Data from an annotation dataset
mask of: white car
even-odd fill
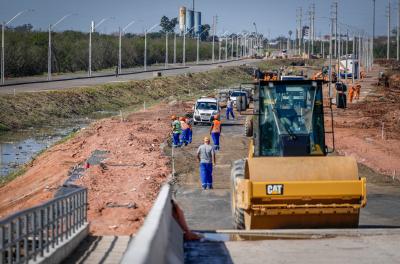
[[[198,99],[193,107],[193,124],[212,122],[211,117],[220,114],[221,108],[218,100],[210,97],[202,97]]]
[[[236,106],[236,101],[237,101],[237,98],[239,97],[239,96],[244,96],[246,99],[246,105],[247,105],[247,107],[249,106],[249,103],[250,103],[250,101],[249,101],[249,95],[248,95],[248,93],[246,92],[246,91],[244,91],[244,90],[242,90],[242,91],[240,91],[240,90],[237,90],[237,91],[233,91],[232,93],[231,93],[231,96],[230,96],[230,98],[231,98],[231,100],[232,100],[232,102],[233,102],[233,105],[235,105]]]

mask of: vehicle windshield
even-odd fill
[[[281,156],[285,148],[302,151],[298,155],[324,154],[321,89],[270,83],[260,88],[260,97],[261,155]]]
[[[241,95],[244,95],[245,93],[244,92],[233,92],[232,94],[231,94],[231,96],[232,97],[238,97],[238,96],[241,96]]]
[[[196,105],[198,110],[217,110],[217,104],[212,102],[198,102]]]

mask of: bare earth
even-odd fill
[[[108,152],[102,164],[90,166],[75,181],[88,188],[91,233],[134,234],[170,175],[170,160],[161,147],[170,130],[170,115],[184,108],[160,104],[124,122],[119,117],[100,120],[52,147],[24,175],[0,188],[0,216],[52,198],[72,167],[86,164],[93,151],[101,150]]]
[[[400,179],[400,90],[377,86],[380,70],[376,66],[361,81],[360,100],[348,103],[346,110],[334,110],[336,148]]]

— Job —
Rewrite all the data above with every "even-odd fill" swapped for "nonzero fill" and everything else left unchanged. Leave the pictures out.

— Solution to this exercise —
mask of: white car
nonzero fill
[[[198,99],[193,107],[193,124],[212,122],[211,117],[220,114],[221,108],[218,100],[210,97],[202,97]]]
[[[236,106],[236,101],[237,101],[237,98],[239,97],[239,96],[244,96],[246,99],[246,105],[247,105],[247,107],[249,106],[249,103],[250,103],[250,101],[249,101],[249,95],[248,95],[248,93],[246,92],[246,91],[244,91],[244,90],[242,90],[242,91],[240,91],[240,90],[237,90],[237,91],[233,91],[232,93],[231,93],[231,96],[230,96],[230,98],[231,98],[231,100],[232,100],[232,102],[233,102],[233,105],[235,105]]]

mask of: vehicle windshield
nonzero fill
[[[281,156],[285,148],[302,151],[298,155],[324,154],[321,89],[270,83],[260,88],[260,97],[261,155]]]
[[[241,95],[244,95],[245,93],[244,92],[233,92],[232,94],[231,94],[231,96],[232,97],[238,97],[238,96],[241,96]]]
[[[196,105],[198,110],[217,110],[217,104],[212,102],[198,102]]]

mask of: bare earth
nonzero fill
[[[108,152],[102,164],[90,166],[75,181],[88,188],[91,233],[134,234],[170,175],[170,160],[161,147],[170,130],[170,115],[184,108],[160,104],[124,122],[119,117],[100,120],[52,147],[24,175],[0,188],[0,216],[52,198],[72,167],[86,164],[93,151],[101,150]]]
[[[400,179],[400,90],[377,86],[380,70],[376,66],[361,81],[360,100],[348,103],[346,110],[334,110],[336,148]]]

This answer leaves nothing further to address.